**引用文:**
--------------------------------

講演情報

[T7-P-9]不整合による侵食量の側方変化:富山県中部中新統八尾層群および砺波層群の例

*中山 雄介1、北沢 俊幸1 (1. 立正大学大学院地球環境科学研究科)
PDFダウンロードPDFダウンロード

キーワード:

不整合、侵食量、中部中新統、富山県、固結度

 1.はじめに
 不整合とは,ある境界面を境に上下の層で堆積年代に違いがみられる両層の関係を指す.一般的に不整合面より下位の層は幾ばくか侵食を受け,もとの層厚より薄い地層が残る.不整合による侵食量が分かれば,不整合下位層堆積後から上位層堆積前までにどの程度の地表の削剥があったか推定でき,ひいては隆起量を考察する手掛かりになる.侵食量の推定に関して,盛岡・佐々木(1975)では,標準圧密試験機を用いて不整合面付近の岩盤の硬さの違いから不整合に伴う削剥量の計算を行った.しかし,大型機械で岩盤の硬さを測定する際,サンプル数に限りがある.そこで,小型の測定機器を用いて現地で大量の硬さデータを得ることで,不整合上下の地層の硬さの違いを求めることができる.整合一連で堆積した地層は地層間に時間的間隙がないため,岩盤の硬さは上位にむかって連続的に軟らかくなっていくと考えられるが,不整合上下の地層の硬さには違いがみられることが多い.その違いが大きいほど,不整合形成時の侵食によって欠損した地層が厚かったことを示していると考えられる.そこで,地層の侵食量を推定する手法の開発しつつ,不整合による侵食量の空間的変化を明らかにすること目的とする.

--------------------------------

(コレクションの記録)
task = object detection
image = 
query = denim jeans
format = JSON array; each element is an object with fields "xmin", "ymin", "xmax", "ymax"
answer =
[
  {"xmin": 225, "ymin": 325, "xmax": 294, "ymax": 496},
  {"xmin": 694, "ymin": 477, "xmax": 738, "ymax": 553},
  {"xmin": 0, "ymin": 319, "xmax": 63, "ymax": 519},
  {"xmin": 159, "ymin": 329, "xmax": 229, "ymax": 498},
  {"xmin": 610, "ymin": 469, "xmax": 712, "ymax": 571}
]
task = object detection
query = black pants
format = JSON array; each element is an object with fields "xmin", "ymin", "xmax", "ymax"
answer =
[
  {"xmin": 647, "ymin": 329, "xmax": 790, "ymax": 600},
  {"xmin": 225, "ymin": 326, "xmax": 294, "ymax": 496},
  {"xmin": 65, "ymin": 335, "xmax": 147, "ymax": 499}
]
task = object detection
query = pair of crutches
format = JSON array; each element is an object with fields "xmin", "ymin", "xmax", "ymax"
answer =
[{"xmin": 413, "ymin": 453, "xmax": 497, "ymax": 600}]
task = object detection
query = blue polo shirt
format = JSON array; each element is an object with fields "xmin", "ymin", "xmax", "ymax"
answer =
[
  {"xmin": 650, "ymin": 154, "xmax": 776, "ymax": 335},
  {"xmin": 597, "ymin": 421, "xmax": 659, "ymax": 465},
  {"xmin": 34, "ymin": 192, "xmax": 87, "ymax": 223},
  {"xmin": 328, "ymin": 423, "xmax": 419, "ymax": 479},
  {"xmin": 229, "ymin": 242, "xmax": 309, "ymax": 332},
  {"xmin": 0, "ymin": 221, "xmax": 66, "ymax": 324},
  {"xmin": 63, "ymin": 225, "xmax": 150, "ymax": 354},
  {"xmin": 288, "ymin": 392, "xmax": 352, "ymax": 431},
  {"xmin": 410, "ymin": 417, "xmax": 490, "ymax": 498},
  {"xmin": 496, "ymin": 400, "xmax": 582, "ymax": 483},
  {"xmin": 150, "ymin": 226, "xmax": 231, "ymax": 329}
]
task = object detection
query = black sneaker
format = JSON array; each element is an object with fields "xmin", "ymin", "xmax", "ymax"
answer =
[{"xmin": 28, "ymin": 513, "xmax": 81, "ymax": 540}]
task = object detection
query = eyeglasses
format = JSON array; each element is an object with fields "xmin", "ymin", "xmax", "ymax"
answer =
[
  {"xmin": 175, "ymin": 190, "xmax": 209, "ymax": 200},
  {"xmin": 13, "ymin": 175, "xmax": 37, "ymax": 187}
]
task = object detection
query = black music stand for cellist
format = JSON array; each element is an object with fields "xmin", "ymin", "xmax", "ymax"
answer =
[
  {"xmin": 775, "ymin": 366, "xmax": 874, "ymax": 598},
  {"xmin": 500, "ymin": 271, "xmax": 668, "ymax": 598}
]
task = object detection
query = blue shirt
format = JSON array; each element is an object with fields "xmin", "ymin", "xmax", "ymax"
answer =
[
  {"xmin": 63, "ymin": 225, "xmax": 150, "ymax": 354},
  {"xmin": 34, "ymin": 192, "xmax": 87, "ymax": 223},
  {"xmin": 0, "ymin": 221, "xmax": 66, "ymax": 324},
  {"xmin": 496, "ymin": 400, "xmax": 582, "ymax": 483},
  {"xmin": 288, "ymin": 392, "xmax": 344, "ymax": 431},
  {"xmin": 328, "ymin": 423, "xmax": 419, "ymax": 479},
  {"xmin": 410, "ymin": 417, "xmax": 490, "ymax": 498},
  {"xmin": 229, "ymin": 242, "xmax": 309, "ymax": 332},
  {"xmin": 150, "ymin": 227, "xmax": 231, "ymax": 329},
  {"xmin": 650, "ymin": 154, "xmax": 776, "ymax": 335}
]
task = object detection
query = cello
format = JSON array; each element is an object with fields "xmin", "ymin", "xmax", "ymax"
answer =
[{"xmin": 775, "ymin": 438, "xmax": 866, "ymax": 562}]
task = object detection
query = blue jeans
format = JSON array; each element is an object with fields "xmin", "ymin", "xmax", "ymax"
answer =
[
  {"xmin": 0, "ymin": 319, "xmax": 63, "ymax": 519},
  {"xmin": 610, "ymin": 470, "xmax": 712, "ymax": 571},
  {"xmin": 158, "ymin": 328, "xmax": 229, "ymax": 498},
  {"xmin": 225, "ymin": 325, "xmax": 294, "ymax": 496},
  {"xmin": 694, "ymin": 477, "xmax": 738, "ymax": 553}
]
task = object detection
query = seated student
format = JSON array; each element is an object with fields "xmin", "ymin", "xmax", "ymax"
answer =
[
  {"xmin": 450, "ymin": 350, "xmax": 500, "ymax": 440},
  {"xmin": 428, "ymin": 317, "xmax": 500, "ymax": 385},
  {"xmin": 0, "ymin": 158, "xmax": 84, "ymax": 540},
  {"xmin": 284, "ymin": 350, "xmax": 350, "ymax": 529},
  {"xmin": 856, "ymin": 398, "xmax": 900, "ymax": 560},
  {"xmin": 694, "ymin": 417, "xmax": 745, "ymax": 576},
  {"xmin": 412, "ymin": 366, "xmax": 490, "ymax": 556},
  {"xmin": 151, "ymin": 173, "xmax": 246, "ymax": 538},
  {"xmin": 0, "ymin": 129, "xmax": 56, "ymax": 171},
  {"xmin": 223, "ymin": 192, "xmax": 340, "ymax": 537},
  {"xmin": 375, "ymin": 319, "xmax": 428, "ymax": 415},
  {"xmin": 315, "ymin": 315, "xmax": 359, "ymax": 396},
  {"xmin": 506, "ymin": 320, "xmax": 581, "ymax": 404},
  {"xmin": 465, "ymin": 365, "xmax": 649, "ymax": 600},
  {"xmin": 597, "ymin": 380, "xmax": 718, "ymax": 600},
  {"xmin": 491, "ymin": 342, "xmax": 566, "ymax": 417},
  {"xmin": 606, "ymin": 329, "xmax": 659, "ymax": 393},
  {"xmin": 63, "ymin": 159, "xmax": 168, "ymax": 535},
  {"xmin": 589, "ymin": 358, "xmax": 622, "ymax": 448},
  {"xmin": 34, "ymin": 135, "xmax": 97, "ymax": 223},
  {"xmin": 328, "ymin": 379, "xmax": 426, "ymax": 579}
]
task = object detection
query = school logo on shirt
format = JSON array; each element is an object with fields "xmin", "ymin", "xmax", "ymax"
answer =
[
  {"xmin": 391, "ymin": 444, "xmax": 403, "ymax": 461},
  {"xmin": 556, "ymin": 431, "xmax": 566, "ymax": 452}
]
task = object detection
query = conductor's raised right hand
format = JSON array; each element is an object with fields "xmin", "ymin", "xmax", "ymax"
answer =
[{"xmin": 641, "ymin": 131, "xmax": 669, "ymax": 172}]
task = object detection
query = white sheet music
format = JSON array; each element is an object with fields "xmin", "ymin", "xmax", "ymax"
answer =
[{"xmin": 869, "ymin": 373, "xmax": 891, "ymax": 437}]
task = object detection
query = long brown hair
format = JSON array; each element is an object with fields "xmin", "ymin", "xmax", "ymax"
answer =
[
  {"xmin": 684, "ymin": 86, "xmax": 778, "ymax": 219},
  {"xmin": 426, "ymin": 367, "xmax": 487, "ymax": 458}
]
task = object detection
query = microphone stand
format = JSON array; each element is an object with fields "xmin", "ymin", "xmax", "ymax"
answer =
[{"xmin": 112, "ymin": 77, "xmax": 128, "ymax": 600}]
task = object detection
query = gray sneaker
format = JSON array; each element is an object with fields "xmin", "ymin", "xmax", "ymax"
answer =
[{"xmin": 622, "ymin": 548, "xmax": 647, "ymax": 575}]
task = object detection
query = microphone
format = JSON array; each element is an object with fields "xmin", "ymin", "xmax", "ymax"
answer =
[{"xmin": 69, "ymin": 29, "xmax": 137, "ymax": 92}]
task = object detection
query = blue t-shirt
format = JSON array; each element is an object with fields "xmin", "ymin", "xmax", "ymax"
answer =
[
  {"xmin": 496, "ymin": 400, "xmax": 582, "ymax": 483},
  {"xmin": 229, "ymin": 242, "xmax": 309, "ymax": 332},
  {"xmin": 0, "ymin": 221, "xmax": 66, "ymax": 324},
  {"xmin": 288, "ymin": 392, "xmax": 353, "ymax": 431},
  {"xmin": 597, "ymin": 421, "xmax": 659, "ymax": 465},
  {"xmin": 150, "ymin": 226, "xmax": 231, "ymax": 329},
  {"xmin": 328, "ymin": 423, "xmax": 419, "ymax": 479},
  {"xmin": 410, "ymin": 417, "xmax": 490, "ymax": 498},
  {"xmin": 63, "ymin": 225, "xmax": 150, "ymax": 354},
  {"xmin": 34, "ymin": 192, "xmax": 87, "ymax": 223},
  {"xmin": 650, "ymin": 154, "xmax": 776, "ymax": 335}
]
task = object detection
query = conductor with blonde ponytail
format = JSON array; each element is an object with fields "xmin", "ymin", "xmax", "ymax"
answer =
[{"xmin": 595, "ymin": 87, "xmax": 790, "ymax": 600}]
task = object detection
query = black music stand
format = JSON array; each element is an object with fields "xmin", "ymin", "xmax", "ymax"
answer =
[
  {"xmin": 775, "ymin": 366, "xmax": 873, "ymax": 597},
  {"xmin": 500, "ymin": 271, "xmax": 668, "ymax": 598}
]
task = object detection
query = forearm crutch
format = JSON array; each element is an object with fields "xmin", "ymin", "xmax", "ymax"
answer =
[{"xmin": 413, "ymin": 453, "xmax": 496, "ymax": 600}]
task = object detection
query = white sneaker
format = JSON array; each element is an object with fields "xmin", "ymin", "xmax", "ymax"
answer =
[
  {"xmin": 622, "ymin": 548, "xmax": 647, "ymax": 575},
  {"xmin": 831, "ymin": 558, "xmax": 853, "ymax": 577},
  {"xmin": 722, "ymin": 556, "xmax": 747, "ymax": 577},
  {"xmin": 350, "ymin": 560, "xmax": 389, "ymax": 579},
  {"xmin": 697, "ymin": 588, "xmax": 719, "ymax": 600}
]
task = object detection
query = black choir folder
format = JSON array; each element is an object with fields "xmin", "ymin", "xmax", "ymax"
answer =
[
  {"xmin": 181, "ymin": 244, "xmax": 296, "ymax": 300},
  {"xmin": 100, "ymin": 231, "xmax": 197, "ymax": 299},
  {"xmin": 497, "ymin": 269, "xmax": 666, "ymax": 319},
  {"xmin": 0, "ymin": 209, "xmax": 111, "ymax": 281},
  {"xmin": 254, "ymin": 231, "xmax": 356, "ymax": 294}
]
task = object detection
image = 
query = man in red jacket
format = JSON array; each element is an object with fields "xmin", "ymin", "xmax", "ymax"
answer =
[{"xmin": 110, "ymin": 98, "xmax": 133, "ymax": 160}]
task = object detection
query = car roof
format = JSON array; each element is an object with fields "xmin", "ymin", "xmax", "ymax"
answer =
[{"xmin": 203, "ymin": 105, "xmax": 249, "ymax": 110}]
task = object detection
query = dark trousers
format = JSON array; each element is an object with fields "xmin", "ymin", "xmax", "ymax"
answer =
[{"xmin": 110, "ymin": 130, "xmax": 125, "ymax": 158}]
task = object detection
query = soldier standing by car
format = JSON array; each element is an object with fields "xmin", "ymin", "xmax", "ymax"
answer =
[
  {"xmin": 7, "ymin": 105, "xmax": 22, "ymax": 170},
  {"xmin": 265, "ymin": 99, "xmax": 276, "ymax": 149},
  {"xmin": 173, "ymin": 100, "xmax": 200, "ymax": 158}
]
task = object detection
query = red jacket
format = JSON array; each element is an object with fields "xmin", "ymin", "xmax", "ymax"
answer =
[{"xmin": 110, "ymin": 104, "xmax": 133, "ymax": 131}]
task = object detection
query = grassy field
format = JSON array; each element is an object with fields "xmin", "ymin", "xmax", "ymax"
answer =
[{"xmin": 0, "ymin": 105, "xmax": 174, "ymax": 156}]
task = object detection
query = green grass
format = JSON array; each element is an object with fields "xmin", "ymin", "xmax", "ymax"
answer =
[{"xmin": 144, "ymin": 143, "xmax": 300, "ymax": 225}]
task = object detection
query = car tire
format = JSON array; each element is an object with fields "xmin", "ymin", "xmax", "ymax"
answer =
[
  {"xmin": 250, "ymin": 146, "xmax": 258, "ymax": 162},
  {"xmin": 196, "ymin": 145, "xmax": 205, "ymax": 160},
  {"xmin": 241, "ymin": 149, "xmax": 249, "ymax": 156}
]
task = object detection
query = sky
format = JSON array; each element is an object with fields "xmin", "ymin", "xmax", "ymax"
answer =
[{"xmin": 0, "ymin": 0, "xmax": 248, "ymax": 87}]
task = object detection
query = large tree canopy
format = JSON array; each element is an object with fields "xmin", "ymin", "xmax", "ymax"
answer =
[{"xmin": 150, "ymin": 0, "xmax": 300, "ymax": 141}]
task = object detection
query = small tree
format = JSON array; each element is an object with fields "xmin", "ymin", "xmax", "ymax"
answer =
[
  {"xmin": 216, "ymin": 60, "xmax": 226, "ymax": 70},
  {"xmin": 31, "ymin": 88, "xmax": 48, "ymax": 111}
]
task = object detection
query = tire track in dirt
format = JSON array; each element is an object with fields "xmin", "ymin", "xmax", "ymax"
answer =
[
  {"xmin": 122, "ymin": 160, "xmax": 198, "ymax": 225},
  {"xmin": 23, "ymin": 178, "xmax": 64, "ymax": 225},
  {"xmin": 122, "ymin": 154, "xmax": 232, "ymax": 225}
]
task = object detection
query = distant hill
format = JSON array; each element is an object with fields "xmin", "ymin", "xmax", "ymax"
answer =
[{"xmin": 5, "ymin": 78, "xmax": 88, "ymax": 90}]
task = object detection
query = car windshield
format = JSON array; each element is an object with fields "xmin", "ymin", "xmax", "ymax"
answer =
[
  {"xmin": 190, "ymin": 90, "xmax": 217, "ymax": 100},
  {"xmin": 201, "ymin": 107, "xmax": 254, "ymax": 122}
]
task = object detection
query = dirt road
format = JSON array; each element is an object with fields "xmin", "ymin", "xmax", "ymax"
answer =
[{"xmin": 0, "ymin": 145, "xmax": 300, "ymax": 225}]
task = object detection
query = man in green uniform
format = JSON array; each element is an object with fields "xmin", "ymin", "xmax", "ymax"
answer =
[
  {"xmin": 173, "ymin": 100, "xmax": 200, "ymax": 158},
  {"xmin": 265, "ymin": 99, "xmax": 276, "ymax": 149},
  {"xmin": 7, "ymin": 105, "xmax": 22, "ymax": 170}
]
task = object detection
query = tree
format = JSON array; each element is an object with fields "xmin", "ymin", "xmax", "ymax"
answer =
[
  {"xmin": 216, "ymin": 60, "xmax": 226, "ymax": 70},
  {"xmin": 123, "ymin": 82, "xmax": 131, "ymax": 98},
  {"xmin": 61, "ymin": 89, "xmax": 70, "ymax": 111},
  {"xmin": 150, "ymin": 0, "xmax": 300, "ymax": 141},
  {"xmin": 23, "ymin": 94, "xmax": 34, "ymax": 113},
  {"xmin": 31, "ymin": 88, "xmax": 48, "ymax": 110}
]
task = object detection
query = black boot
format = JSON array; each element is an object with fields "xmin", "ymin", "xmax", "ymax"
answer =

--------------------------------

**作業指示:** 不整合による侵食量を扱った講演要旨について、本文の最後の文に続けて書き進めてください。

**回答:**
2.調査地概略
富山県西部砺波平野を流れる庄川から,富山平野を流れる神通川にかけて分布する八尾層群と音川層群の不整合面が東西に伸びる地域を対象とする.露出する地層は,早川・竹村(1987)の層序区分に従うと,下位から中部中新統八尾層群東別所層,上部中新統砺波層群天狗山層,上部中新統音川層が分布し,三層ともに不整合関係である.東側へいくにつれ,天狗山層は顕著に侵食され層厚を減じ,東部では完全に消滅する.よって,東部地域は,下位に中部中新統八尾層群東別所層,上位に上部中新統砺波層群音川層が直接接する形で分布している.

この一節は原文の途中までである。